>> start
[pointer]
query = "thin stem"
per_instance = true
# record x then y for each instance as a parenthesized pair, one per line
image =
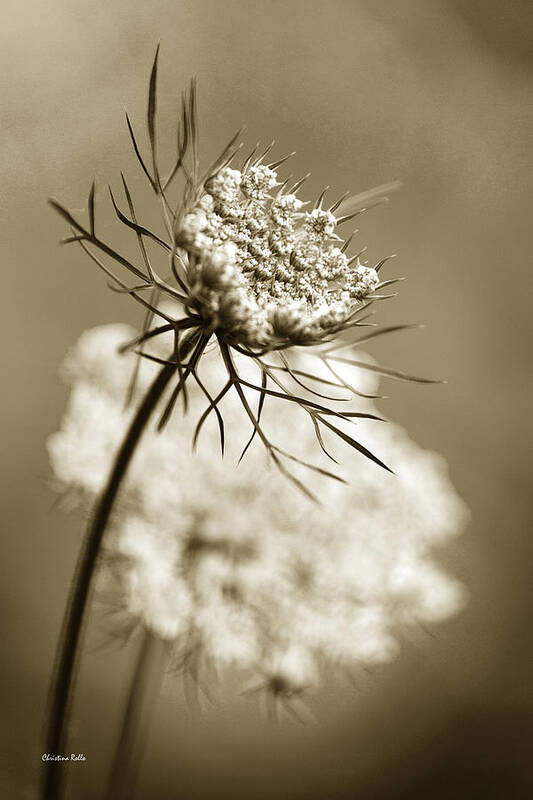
(143, 691)
(71, 633)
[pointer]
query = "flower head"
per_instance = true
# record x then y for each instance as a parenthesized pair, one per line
(244, 266)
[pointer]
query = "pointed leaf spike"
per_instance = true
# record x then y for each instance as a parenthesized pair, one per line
(91, 207)
(151, 112)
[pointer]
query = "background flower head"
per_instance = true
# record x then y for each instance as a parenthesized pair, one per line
(229, 562)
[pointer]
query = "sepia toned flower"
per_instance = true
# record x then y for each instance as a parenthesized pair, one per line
(228, 563)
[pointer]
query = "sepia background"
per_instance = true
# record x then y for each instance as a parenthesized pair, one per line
(433, 93)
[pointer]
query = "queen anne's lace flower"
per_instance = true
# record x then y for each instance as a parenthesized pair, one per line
(247, 265)
(229, 563)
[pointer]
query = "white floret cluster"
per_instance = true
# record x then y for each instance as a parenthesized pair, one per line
(285, 278)
(235, 563)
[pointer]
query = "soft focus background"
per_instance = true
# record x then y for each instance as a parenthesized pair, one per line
(431, 92)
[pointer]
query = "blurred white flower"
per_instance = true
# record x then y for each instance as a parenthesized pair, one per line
(232, 558)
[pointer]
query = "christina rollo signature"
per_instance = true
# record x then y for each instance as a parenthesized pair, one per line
(71, 757)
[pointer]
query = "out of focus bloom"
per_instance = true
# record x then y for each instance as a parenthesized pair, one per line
(227, 563)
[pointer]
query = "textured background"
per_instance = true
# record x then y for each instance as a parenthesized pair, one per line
(431, 92)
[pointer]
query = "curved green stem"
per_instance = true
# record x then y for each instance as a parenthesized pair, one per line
(136, 719)
(71, 634)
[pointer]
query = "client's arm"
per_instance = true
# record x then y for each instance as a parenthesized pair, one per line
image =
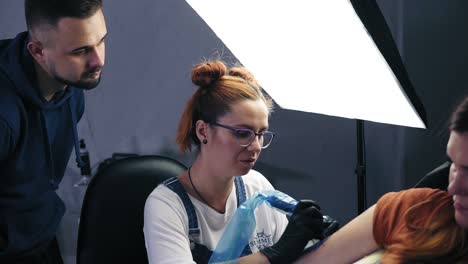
(348, 244)
(305, 224)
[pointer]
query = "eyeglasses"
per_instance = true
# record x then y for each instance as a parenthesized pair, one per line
(246, 136)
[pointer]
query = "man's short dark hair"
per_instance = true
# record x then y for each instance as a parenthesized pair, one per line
(459, 120)
(51, 11)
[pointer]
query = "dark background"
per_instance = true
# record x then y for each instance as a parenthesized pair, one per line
(151, 47)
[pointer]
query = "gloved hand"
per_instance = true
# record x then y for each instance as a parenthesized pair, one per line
(306, 223)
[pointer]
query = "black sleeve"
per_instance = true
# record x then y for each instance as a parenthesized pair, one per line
(6, 140)
(436, 179)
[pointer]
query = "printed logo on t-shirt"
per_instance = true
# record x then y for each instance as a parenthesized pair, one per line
(261, 240)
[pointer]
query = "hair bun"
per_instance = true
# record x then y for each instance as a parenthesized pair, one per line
(205, 74)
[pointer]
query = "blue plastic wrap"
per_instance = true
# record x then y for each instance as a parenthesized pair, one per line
(242, 225)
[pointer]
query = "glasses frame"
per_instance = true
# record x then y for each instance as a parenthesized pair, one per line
(236, 130)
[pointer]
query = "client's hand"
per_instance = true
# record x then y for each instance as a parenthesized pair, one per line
(305, 224)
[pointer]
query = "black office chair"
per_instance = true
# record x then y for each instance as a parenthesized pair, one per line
(437, 178)
(111, 222)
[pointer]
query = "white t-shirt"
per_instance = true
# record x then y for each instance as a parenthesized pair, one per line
(166, 222)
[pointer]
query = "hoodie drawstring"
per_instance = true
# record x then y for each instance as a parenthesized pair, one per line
(79, 162)
(49, 151)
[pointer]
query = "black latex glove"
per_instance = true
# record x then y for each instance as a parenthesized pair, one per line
(306, 223)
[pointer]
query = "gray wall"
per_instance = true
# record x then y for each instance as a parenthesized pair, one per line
(150, 50)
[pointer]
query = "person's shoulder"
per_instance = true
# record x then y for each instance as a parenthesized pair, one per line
(10, 103)
(162, 193)
(255, 178)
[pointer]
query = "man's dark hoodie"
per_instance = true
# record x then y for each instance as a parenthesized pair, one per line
(36, 139)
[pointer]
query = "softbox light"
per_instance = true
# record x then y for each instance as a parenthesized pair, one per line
(318, 56)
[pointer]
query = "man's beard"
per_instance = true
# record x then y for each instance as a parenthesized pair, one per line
(82, 83)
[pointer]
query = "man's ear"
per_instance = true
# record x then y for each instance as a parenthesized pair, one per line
(201, 128)
(36, 49)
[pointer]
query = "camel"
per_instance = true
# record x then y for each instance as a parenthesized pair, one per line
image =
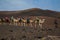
>> end
Exercise task:
Pick out each line of the entries that contains the word "hoodie" and copy it.

Response to this exercise:
query = "hoodie drawstring"
query = "man's dark hoodie"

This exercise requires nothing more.